_Problem description:_
Exclude images; transcribe the rest of the data exactly.

──────

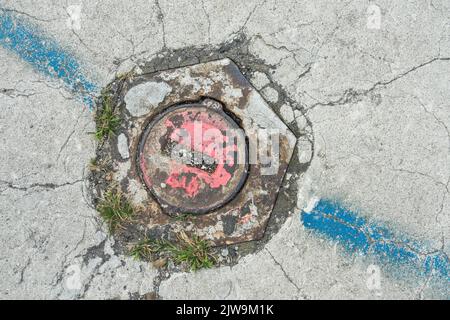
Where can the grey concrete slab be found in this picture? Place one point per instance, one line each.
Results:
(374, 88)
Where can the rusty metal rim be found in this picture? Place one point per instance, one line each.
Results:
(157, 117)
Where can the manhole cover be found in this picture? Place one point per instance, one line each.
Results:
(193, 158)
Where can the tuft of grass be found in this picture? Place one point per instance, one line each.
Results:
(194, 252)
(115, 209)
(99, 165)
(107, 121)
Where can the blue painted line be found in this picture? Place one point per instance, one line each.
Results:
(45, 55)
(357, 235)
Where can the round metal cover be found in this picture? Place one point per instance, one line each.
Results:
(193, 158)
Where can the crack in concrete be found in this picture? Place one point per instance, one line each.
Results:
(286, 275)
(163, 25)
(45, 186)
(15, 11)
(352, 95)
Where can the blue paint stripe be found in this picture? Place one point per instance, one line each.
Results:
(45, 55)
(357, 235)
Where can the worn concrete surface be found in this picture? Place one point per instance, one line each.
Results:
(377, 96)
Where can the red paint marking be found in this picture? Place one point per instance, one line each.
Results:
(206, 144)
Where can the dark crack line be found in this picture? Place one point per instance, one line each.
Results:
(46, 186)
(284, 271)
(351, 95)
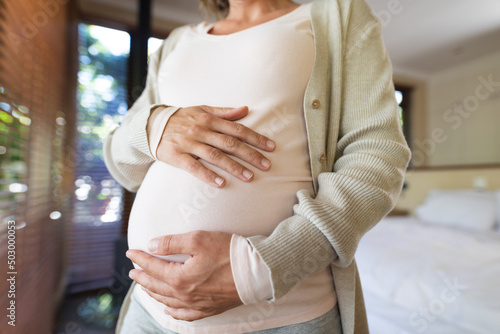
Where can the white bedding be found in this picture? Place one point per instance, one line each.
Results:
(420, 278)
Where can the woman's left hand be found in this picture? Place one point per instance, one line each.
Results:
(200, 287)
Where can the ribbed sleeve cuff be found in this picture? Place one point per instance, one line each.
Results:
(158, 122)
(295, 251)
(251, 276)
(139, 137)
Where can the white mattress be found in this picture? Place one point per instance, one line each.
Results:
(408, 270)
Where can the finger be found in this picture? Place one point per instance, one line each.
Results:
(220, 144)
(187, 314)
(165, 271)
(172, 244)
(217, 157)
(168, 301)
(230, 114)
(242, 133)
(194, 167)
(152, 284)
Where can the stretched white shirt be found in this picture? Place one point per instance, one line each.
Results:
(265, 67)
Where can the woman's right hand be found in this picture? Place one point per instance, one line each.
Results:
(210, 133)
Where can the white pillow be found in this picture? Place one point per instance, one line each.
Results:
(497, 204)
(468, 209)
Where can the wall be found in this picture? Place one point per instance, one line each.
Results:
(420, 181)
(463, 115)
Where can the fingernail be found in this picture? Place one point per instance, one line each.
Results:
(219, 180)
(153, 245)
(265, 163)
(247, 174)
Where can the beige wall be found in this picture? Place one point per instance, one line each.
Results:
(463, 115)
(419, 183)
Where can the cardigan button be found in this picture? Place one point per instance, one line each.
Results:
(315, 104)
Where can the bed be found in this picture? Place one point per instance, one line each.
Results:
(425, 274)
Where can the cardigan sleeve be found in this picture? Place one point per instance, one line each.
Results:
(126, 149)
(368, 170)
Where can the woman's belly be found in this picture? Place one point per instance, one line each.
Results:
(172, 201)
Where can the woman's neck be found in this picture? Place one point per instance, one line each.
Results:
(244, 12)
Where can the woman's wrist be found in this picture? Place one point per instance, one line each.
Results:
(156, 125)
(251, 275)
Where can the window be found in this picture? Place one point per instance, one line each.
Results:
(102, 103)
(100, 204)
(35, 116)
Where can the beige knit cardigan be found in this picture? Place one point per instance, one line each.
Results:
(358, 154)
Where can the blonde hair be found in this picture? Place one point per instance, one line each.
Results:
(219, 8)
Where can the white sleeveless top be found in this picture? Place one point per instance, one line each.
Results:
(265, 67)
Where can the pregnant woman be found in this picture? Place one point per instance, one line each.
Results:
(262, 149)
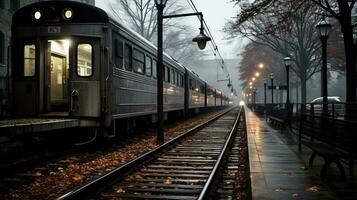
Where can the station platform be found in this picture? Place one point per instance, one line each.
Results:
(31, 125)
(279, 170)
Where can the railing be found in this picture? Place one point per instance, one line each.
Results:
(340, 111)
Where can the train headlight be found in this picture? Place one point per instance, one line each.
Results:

──────

_Reply:_
Where can the grey concrete slab be found in this picture? Place one point per instance, one line each.
Results:
(374, 88)
Where can the rusty metal rim be found in this picture? Place one point per instance, one line each.
Results:
(157, 117)
Where can the manhole cover be found in this picture? Place one point per instance, one line each.
Results:
(193, 158)
Where can the tuft of grass be found in this picture? Place one point per instance, one line each.
Results:
(194, 252)
(115, 209)
(99, 165)
(107, 121)
Where can the blue painted line be found in this picture? Place one point per instance, one line each.
Results:
(45, 55)
(357, 235)
Where can the round metal cover be found in this picture? Place one point per instance, one line each.
Results:
(193, 158)
Where can the crack in concrete be found in this picture? Place one point per instance, one line each.
Results:
(286, 275)
(163, 25)
(45, 186)
(15, 11)
(352, 95)
Where can the blue paint stripe be found in this picture? Place one point per instance, one line each.
Results:
(45, 55)
(357, 235)
Where can the worn concrete surface be found in this picture? Place one point per instance, one line each.
Results:
(377, 96)
Where can the red paint marking be found in this picture? Place one point per instance, one line each.
Results:
(206, 144)
Where can the dark crack line be found in this picture? Place one point per instance, one line each.
Results:
(46, 186)
(284, 271)
(351, 95)
Where can the white bedding be found in this picture? Place one point per instance, one line each.
Results:
(420, 278)
Where can the woman's left hand be found in this picture? Place one point per instance, one line each.
Results:
(200, 287)
Where can the ribbed sleeve cuff be found in this picture? Place one point per instance, one line each.
Results:
(158, 122)
(295, 251)
(251, 276)
(139, 137)
Where can the white mattress be found in this picture? Place one point per instance, one line each.
Results:
(408, 270)
Where can the finger be found in this picture? Place one point per instance, one line each.
Results:
(220, 144)
(187, 314)
(165, 271)
(172, 244)
(217, 157)
(168, 301)
(230, 114)
(242, 133)
(194, 167)
(152, 284)
Where can the stretched white shirt be found in this picture? Place one point per instance, one line each.
Results:
(265, 67)
Where can the woman's right hand be found in this picture? Place one point per instance, one line each.
Results:
(210, 133)
Where can the white pillow be found in this picture? Place one point per instance, one line each.
Results:
(497, 204)
(468, 209)
Where can the wall be found in this picture? Place one point per instance, one line each.
Results:
(420, 181)
(463, 115)
Where can the fingernail be found in this picture? Place one point per instance, one line each.
Results:
(219, 180)
(153, 245)
(265, 163)
(247, 174)
Where can the beige wall be found in this picture? Place one point per instance, one line each.
Results:
(463, 115)
(419, 183)
Where can the cardigan button be found in this picture? Place one point per instance, one line each.
Results:
(315, 104)
Where can the bed be found in this picture? Place one point per instance, one line each.
Results:
(425, 274)
Where can the cardigan sleeve be found in this picture? Place one point per instance, one line each.
Results:
(126, 149)
(368, 170)
Where can the woman's belly be found in this picture? Place one point per instance, one line each.
Results:
(172, 201)
Where can the woman's neck be found in this picture? Place one point per instance, one line each.
Results:
(244, 12)
Where can the woman's wrist be found in this picture? Place one point per instance, one line each.
Results:
(156, 125)
(251, 275)
Where can the window be found in this picture? Place one point per instance, one line each.
Results:
(102, 103)
(100, 204)
(35, 116)
Where can the beige knit cardigan be found in this picture? Place one point per instance, one line each.
Results:
(358, 154)
Where can the blonde hair be found in this picture? Place one point per instance, one line each.
Results:
(219, 8)
Where can the white sleeveless top be found in this picture? Place one point per instance, one line each.
Results:
(265, 67)
Where can the pregnant woman be found in this picture? Place one point per instance, one line each.
Results:
(262, 149)
Where can the station platform be found in this picture? Place one point per instance, one line each.
Results:
(31, 125)
(279, 170)
Where can the railing be found in this picture? Place one point per instance, one line each.
Results:
(340, 111)
Where can the train headlight be found in this picture? Place one point per instance, one line each.
Results:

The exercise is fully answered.